## About this exercise:
In your copy, leave out the pictures; write out all the data exactly.

Top of Data section

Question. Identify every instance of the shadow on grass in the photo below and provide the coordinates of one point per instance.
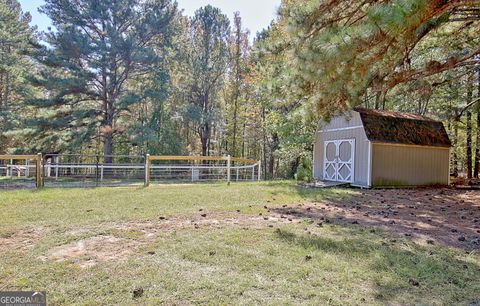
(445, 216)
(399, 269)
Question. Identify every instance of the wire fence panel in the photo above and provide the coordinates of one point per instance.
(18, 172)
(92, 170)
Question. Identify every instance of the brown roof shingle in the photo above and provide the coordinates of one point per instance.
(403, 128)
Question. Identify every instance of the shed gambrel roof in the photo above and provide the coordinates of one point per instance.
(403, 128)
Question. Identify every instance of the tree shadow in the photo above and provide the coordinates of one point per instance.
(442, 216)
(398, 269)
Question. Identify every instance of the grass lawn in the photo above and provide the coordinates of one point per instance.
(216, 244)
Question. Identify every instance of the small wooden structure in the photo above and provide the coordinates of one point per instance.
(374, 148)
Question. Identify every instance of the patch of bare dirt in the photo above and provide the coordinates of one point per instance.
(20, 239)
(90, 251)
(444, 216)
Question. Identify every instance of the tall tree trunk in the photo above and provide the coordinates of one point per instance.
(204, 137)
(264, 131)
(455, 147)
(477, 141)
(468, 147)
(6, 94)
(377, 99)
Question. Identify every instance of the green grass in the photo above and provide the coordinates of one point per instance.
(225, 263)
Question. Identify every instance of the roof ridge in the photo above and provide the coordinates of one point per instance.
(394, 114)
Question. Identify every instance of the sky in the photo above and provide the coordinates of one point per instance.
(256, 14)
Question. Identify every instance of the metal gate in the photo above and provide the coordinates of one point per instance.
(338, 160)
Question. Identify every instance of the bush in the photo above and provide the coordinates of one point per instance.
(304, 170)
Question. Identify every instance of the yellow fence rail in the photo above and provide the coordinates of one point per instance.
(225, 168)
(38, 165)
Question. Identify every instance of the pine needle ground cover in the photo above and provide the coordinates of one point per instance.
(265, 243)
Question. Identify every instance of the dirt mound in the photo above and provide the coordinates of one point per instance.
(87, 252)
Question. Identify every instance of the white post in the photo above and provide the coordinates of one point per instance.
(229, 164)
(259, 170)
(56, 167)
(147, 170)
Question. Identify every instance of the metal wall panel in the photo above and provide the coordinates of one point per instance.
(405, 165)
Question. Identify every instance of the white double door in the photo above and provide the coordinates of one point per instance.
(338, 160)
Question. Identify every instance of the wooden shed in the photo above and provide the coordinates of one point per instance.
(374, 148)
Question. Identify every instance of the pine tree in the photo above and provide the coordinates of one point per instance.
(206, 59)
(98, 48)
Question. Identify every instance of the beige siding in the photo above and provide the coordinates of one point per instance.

Bottom of Data section

## Task answer:
Question. Identify every instance of the shadow on grass in the photo below and provide the coordinates of one point per instance.
(445, 216)
(399, 269)
Question. Identify every instance of the wire fence panel in the photo above and provide the coordinates of one point per instance.
(18, 172)
(92, 170)
Question. Identify every instance of the brown roof shingle in the photo above and provide the coordinates of one point per instance.
(403, 128)
Question. Identify every instance of the shed gambrel roof in the photo above and provide the coordinates of one point per instance.
(403, 128)
Question. Identify every instance of the tree shadow in the photo above and provide the coordinates of one point per instance.
(442, 216)
(398, 269)
Question. Identify every instance of the grass lawn in the photo above and provide the coordinates of one point per instance.
(216, 244)
Question. Identify every instance of the small wooden structure in the photo above and provide the coordinates of one point per instance.
(374, 148)
Question. Identify every instance of the patch of bare dirt in the photo above and provide the coordinates of one point per instance.
(20, 239)
(90, 251)
(444, 216)
Question. Identify every instance of the tall tree trunk in the photo above and provide the coordinates of one point per instance.
(204, 137)
(264, 131)
(455, 147)
(477, 141)
(468, 147)
(6, 94)
(377, 99)
Question. Identify every instance of the green grass in the photo above and provide the coordinates of one point per instance.
(225, 263)
Question. Identify every instance of the roof ridge in the photo above and provide the coordinates of one point per instance.
(394, 114)
Question. Identify every instance of the sky in the photo above and provide the coordinates of one point per instance.
(256, 14)
Question. Identify every instance of the metal gate in the photo above and provide the coordinates of one point per instance.
(338, 160)
Question. Identify every instance of the bush in the photo above and provide the coordinates of one point per instance.
(304, 170)
Question. Identify every instance of the yellow fence rail in the photo above and provide the coordinates of one point per instance.
(225, 168)
(38, 165)
Question. Identify every instance of the pine needle ground cover in the photo above and provide the coordinates of one point per instance.
(265, 243)
Question. Identify every instance of the dirt mound in the photo above and provide the coordinates of one point per instance.
(87, 252)
Question. Identify every instance of the white post in the photo above and provide the coordinates of one point per instance.
(229, 164)
(259, 170)
(56, 167)
(147, 170)
Question. Identify every instance of the metal wall panel in the photo above and provide the coordinates of one point per instance.
(405, 165)
Question. Identify every instance of the white double door in the photo above and provide the coordinates of one point per instance.
(338, 160)
Question. Identify every instance of the wooden shed in the photo above and provide the coordinates of one point per instance.
(374, 148)
Question. Identify every instance of the pine tree in the photo above and provide the coordinates of one point per instance.
(206, 59)
(98, 48)
Question. Identify every instance of the beige siding in the photo above and provide the coordinates of one point per instance.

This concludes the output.